Data for this task.
►
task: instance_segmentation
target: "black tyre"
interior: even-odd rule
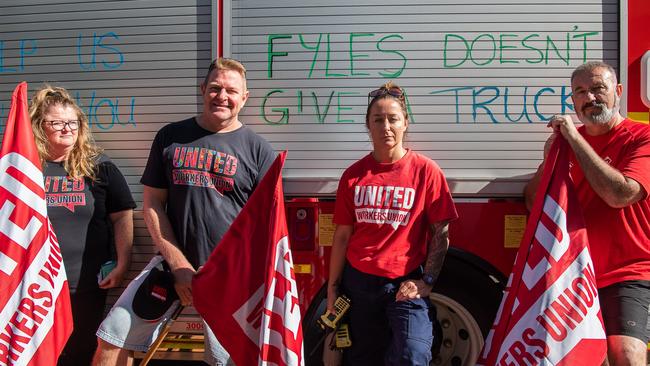
[[[323,286],[309,307],[302,320],[303,345],[306,366],[321,366],[323,364],[323,331],[316,324],[327,307],[327,284]]]
[[[432,365],[476,364],[499,309],[503,285],[496,277],[447,257],[431,294],[442,330]]]

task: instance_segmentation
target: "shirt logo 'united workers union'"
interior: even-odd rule
[[[174,149],[172,181],[174,184],[212,188],[223,194],[232,191],[237,157],[204,147]]]
[[[406,226],[415,201],[415,189],[395,186],[355,186],[354,209],[357,222]]]
[[[76,206],[86,205],[83,178],[65,176],[45,177],[45,200],[48,207],[65,207],[74,212]]]

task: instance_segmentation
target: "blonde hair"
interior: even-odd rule
[[[50,145],[45,130],[43,129],[44,117],[49,109],[56,105],[72,108],[76,112],[77,119],[79,120],[77,142],[70,151],[70,154],[63,161],[63,167],[73,178],[87,177],[95,180],[95,165],[101,149],[95,145],[90,132],[90,126],[88,125],[88,117],[86,117],[86,114],[75,103],[67,90],[49,84],[45,84],[34,93],[29,105],[29,117],[32,120],[34,140],[41,164],[46,164],[47,159],[50,157]]]
[[[208,83],[208,78],[210,77],[210,73],[212,73],[213,70],[236,71],[237,73],[239,73],[239,75],[241,75],[242,80],[244,81],[244,91],[246,91],[246,68],[241,62],[235,60],[234,58],[225,58],[225,57],[215,58],[210,63],[210,67],[208,67],[208,72],[205,74],[205,78],[203,79],[203,84]]]

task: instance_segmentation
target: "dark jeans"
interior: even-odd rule
[[[104,317],[106,290],[70,294],[74,330],[57,362],[58,366],[90,365],[97,348],[95,332]]]
[[[346,265],[342,290],[351,300],[352,347],[345,365],[429,365],[435,307],[428,298],[395,301],[400,283],[421,273],[391,280]]]

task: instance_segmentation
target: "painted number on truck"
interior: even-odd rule
[[[202,331],[203,330],[203,322],[187,322],[185,323],[185,330],[186,331]]]

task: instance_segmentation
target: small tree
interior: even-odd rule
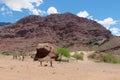
[[[58,48],[57,49],[57,54],[60,57],[60,60],[62,60],[62,57],[70,58],[70,51],[65,49],[65,48]]]

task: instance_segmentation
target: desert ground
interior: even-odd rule
[[[24,61],[0,55],[0,80],[120,80],[120,64],[95,63],[89,60],[53,62],[40,66],[26,57]]]

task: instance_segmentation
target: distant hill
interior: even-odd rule
[[[113,36],[103,45],[99,46],[100,52],[120,55],[120,37]]]
[[[30,15],[0,29],[0,50],[31,52],[42,42],[71,51],[96,50],[111,37],[111,32],[96,21],[71,13]]]
[[[11,23],[9,22],[0,22],[0,27],[5,26],[5,25],[10,25]]]

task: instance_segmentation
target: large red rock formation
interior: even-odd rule
[[[39,58],[50,57],[57,58],[57,54],[55,53],[55,48],[49,43],[39,43],[36,48],[36,55],[34,60],[38,60]]]

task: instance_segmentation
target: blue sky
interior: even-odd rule
[[[71,12],[93,19],[120,36],[120,0],[0,0],[0,22],[15,23],[28,15]]]

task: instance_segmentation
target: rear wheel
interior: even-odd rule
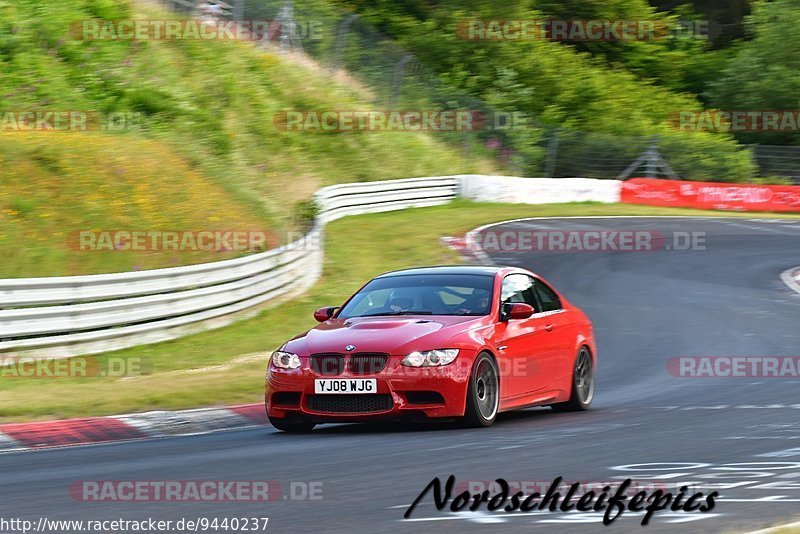
[[[559,412],[580,412],[588,410],[594,398],[594,362],[589,349],[581,347],[575,358],[572,371],[572,393],[567,402],[553,404],[552,408]]]
[[[464,423],[471,427],[491,426],[500,405],[500,382],[497,364],[482,352],[472,365],[467,388],[467,410]]]
[[[302,434],[305,432],[311,432],[314,429],[316,424],[311,421],[310,419],[295,417],[295,418],[277,418],[277,417],[270,417],[269,422],[277,428],[278,430],[282,430],[284,432],[290,432],[293,434]]]

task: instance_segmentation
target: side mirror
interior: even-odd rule
[[[505,319],[527,319],[534,314],[533,306],[524,302],[514,302],[503,306],[503,317]]]
[[[314,319],[319,321],[320,323],[324,323],[331,317],[333,317],[333,313],[338,310],[338,306],[328,306],[327,308],[320,308],[314,312]]]

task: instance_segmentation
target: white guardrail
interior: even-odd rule
[[[300,294],[322,273],[323,227],[362,213],[479,201],[619,201],[620,183],[461,175],[320,189],[301,239],[232,260],[128,273],[0,280],[0,354],[69,357],[217,328]],[[616,191],[616,193],[614,193]]]

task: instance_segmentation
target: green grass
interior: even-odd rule
[[[374,109],[369,90],[299,55],[232,41],[76,40],[85,19],[166,19],[151,2],[0,0],[0,118],[138,113],[113,132],[0,132],[0,278],[214,261],[73,254],[75,231],[302,225],[324,185],[497,171],[440,136],[285,132],[285,110]],[[206,194],[207,193],[207,194]],[[228,198],[225,198],[225,197]],[[216,216],[218,219],[211,219]]]
[[[259,402],[267,355],[289,337],[313,326],[314,309],[340,304],[364,281],[383,271],[458,262],[454,252],[440,245],[440,237],[463,235],[482,224],[505,219],[588,215],[753,216],[625,204],[529,206],[456,201],[433,208],[348,217],[327,227],[324,274],[305,295],[226,328],[99,356],[101,360],[141,358],[149,374],[134,379],[0,378],[0,420]],[[232,362],[251,354],[255,356]],[[185,372],[222,364],[227,366]]]
[[[120,142],[99,133],[0,135],[0,169],[2,277],[131,271],[233,255],[81,250],[81,231],[269,227],[263,210],[148,139]],[[163,172],[168,179],[157,178]]]

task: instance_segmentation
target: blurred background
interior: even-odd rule
[[[247,39],[81,34],[86,21],[179,17],[271,25]],[[634,21],[659,31],[473,40],[459,34],[470,20]],[[63,242],[76,217],[81,228],[263,221],[285,236],[308,225],[311,194],[334,182],[495,172],[792,183],[796,127],[689,131],[676,117],[800,107],[800,45],[784,38],[798,21],[788,0],[0,1],[3,273],[155,266],[145,256],[93,264],[47,247],[35,261],[18,257],[14,243]],[[435,135],[285,132],[273,123],[285,110],[327,109],[517,120]],[[107,120],[70,135],[14,124],[23,112],[74,110]],[[202,198],[192,198],[198,181]],[[54,209],[61,203],[72,205]]]
[[[601,528],[430,506],[403,522],[449,473],[687,481],[732,503],[673,506],[659,532],[788,519],[797,373],[671,371],[800,361],[798,27],[798,0],[0,0],[0,531],[234,514],[292,532]],[[495,242],[611,243],[481,260],[467,233],[500,221]],[[612,246],[633,234],[658,252]],[[531,268],[586,311],[597,410],[521,410],[480,434],[268,426],[268,361],[315,309],[382,272],[468,261]],[[268,481],[272,502],[121,496],[162,478]],[[80,502],[99,482],[121,498]],[[284,503],[275,483],[306,495]]]
[[[174,20],[180,37],[154,30]],[[125,21],[148,27],[130,38]],[[185,33],[255,21],[266,24],[247,35]],[[503,30],[509,21],[627,21],[655,31],[519,38]],[[315,191],[338,183],[472,173],[800,183],[800,44],[787,38],[798,24],[794,0],[0,0],[0,278],[138,272],[262,252],[311,229]],[[461,131],[291,130],[281,122],[290,112],[347,110],[468,111],[481,121]],[[698,126],[720,110],[779,111],[788,122]],[[89,120],[64,126],[48,113]],[[268,323],[307,326],[309,306],[337,304],[365,276],[457,261],[437,248],[443,232],[530,213],[460,201],[436,209],[415,219],[413,239],[399,233],[400,215],[337,226],[327,278],[313,295],[216,334],[123,356],[151,358],[154,376],[251,353],[234,371],[258,369],[259,351],[285,333]],[[209,229],[269,238],[246,250],[76,245],[81,232]],[[381,248],[388,243],[390,252]],[[0,352],[11,338],[25,335],[0,335]],[[84,391],[85,381],[61,390],[3,382],[0,418],[258,395],[252,377],[223,381],[217,396],[202,398],[195,378],[180,387],[158,380],[137,388],[98,378],[94,400],[73,411],[42,399]],[[125,401],[120,388],[130,389]],[[23,389],[42,402],[10,402]]]

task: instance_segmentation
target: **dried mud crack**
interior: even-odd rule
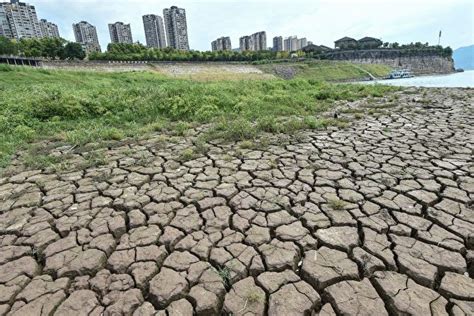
◄
Exercise brief.
Beginning with the first line of the records and ending with the line that contains "logo 'united workers", reproduce every line exactly, omitting pictures and adding nothing.

Task response.
task: instance_segmentation
target: "black tyre"
interior: even-odd rule
[[[323,286],[309,307],[302,320],[303,345],[306,366],[321,366],[323,364],[323,331],[316,324],[327,307],[327,284]]]
[[[432,365],[476,364],[499,309],[503,285],[496,277],[447,257],[431,294],[442,330]]]

task: instance_segmentation
target: "shirt logo 'united workers union'"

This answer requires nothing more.